== EXCERPTED PASSAGE ==

Unlike a Central Valley almond grower, however, the average home gardener should be able to get by without the honeybee, which is not native. A healthy population of native pollinators could probably do the job. There are thousands of native bee species in the U.S., not to mention other types of pollinating insects. Sadly, many of the same factors that hit honeybees affect native bees as well. In fact pollinators of all kinds are disappearing.
One element behind this decline is undoubtedly the loss of pollinator-friendly habitat, through development, conventional agriculture and widespread pesticide application. Native bees are affected too; they are also becoming infected with diseases and parasites spread by honeybees. All the same, non-honeybees outnumber honeybees in my garden. Bumblebees have been particularly conspicuous.
Like honeybees, bumblebees are social insects, forming small colonies. Other kinds of native bees (mason bees, for example) are solitary; that is, individual bees don’t interact with one another. There may be many about at the same time, but they don’t cooperate.
The value of native bees in agriculture is beginning to get some attention. Bumblebees, it seems, venture out at lower temperatures than honeybees and even tolerate a bit of rain — valuable traits if you have early-flowering crops to pollinate. And all native bees, adapted to their work by coevolving with the plants they pollinate, can be as much as 100 times as efficient at it.

===
== SUPPLIED ENTRIES ==

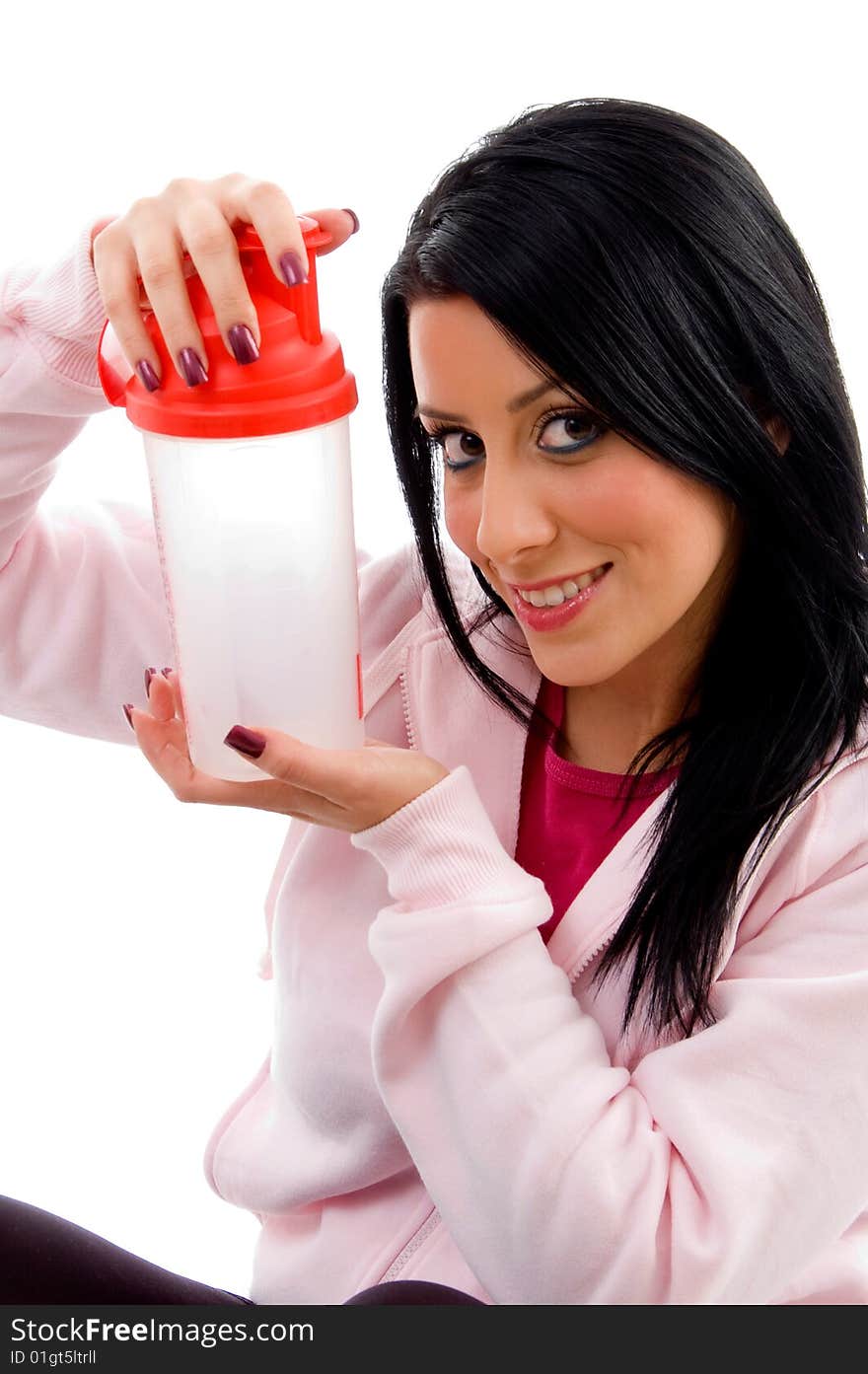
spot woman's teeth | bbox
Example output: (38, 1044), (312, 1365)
(519, 563), (609, 606)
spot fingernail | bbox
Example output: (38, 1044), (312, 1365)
(280, 253), (308, 286)
(179, 347), (207, 386)
(224, 726), (268, 759)
(136, 357), (160, 392)
(230, 325), (259, 364)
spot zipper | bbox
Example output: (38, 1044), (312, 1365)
(398, 668), (417, 749)
(378, 1207), (441, 1283)
(567, 755), (855, 1000)
(567, 926), (618, 983)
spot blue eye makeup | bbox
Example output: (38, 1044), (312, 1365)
(424, 405), (607, 472)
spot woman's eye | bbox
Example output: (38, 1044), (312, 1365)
(428, 411), (603, 472)
(542, 415), (596, 448)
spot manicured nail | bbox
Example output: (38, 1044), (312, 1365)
(224, 726), (268, 759)
(136, 357), (160, 392)
(230, 325), (259, 366)
(179, 347), (207, 386)
(280, 253), (308, 286)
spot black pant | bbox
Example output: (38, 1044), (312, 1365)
(0, 1195), (486, 1307)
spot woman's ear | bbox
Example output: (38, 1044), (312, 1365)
(762, 415), (792, 454)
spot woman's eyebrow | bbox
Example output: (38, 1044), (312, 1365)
(413, 382), (560, 424)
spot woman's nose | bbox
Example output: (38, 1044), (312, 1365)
(476, 465), (553, 567)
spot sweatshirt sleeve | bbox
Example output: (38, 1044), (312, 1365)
(351, 764), (868, 1305)
(0, 218), (173, 746)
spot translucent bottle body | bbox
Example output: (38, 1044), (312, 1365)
(140, 416), (365, 782)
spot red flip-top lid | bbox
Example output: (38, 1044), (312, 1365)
(98, 214), (358, 438)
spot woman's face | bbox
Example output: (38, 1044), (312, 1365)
(409, 295), (741, 732)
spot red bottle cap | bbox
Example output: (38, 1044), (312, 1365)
(98, 214), (358, 438)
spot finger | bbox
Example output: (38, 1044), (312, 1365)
(144, 668), (175, 724)
(94, 224), (162, 381)
(221, 178), (356, 286)
(293, 206), (360, 256)
(164, 668), (186, 724)
(226, 726), (365, 814)
(172, 196), (262, 364)
(132, 217), (209, 386)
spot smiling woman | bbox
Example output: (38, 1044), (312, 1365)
(382, 99), (868, 1029)
(0, 99), (868, 1305)
(408, 295), (742, 773)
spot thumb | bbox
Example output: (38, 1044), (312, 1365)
(302, 209), (358, 256)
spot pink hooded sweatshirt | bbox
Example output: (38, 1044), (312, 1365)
(0, 221), (868, 1304)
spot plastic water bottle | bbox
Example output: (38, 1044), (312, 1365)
(98, 216), (365, 782)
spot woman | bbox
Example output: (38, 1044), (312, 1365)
(0, 99), (868, 1304)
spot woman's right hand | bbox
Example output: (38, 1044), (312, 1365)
(91, 172), (357, 386)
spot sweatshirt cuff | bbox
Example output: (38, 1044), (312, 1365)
(350, 764), (542, 906)
(0, 216), (111, 396)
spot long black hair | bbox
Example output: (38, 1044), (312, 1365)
(381, 98), (868, 1036)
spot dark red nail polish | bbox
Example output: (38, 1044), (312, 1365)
(224, 726), (268, 759)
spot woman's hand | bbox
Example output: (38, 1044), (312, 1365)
(127, 672), (449, 834)
(91, 172), (358, 386)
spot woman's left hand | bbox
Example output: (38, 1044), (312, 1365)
(129, 672), (449, 834)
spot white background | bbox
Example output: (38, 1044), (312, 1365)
(0, 0), (868, 1293)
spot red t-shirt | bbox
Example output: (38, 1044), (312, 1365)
(515, 678), (679, 944)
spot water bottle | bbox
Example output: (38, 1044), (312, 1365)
(98, 214), (365, 782)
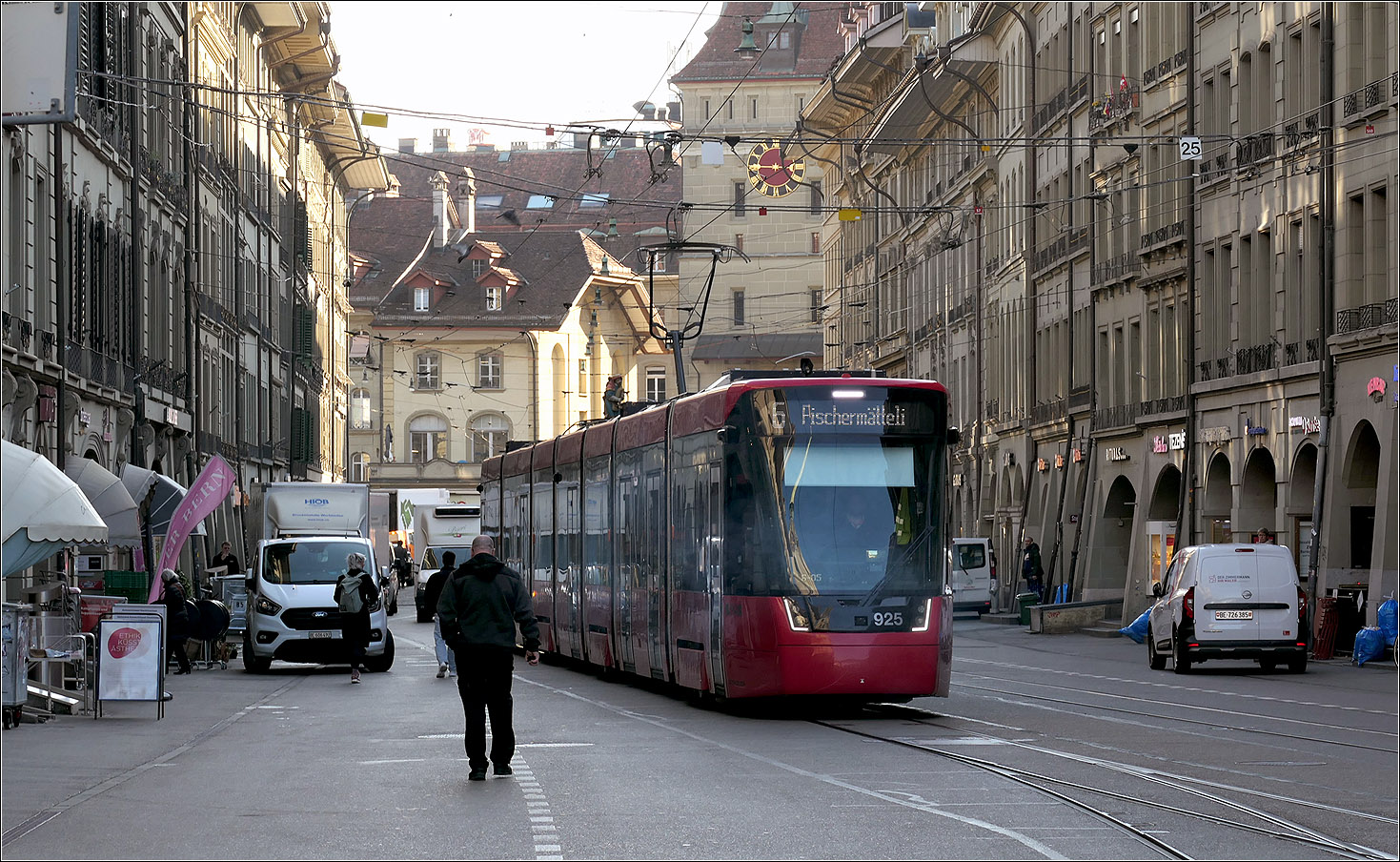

===

» TASKS
a) In the passage on native bees, which traits make bumblebees valuable for pollinating early-flowering crops?
b) Write the next paragraph of the passage on native bees, picking up after its final sentence and keeping its tone.

» SOLVED TASKS
a) Bumblebees venture out at lower temperatures than honeybees and even tolerate a bit of rain.

b)
While many native bees are specialists, visiting only a certain kind of flower, bumblebees and some others are “generalists” that are happy to visit your apples, squash and so on. What can we do to encourage them? Solitary bees lay their eggs in bark crevices and hollow stems, and occasionally in man-made, purpose-built accommodations. Some bees need a certain amount of bare, uncultivated ground (without a thick covering of bark mulch!). Bumblebees nest in cavities in the ground, or beneath planks or inverted plant pots.
Slightly untidy gardens may have the edge here. Pesticides are out of the question; needless cultivation should be avoided; debris piles and weed patches are great. When it come to nectar sources, many of the plants that attract the honeybee also attract native generalists. Lavender and oregano, both from the Mediterranean, are magnets to both. Native plants, however, have been shown to support a larger and more diverse population of native insects, including bees. A quick Internet search for “plants for pollinators Oregon” will yield a wealth of information.